WHAT YOU ARE ASKED TO DO
Check the entries below and say how many lines include the word "grass". No other text is wanted.

DATA EXTRACT
%%

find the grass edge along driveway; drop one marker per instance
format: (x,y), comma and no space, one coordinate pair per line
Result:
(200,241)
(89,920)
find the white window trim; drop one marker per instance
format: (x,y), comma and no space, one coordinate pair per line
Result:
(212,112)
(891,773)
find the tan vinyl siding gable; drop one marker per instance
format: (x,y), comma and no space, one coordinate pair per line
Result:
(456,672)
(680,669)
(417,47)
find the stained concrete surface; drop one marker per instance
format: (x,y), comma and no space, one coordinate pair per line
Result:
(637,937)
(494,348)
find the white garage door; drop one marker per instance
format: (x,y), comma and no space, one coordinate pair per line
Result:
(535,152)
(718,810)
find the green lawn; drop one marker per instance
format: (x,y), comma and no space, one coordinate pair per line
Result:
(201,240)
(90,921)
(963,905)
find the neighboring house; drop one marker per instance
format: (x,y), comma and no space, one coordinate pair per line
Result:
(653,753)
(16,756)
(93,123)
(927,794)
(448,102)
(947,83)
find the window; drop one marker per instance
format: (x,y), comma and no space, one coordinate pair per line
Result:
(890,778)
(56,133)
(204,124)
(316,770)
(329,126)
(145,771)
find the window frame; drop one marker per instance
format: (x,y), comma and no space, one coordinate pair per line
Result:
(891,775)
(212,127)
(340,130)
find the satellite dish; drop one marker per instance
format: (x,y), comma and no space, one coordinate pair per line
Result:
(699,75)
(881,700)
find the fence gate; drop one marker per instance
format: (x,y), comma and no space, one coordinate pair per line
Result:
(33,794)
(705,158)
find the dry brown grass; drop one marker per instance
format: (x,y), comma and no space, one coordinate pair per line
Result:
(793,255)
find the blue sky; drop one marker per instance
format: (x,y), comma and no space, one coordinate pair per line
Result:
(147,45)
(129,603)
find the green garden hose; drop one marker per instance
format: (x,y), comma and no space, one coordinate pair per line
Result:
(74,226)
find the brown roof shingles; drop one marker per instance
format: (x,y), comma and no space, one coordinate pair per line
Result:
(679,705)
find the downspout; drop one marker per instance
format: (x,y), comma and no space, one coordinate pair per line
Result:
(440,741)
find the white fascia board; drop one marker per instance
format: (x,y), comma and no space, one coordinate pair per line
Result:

%%

WORKED SOLUTION
2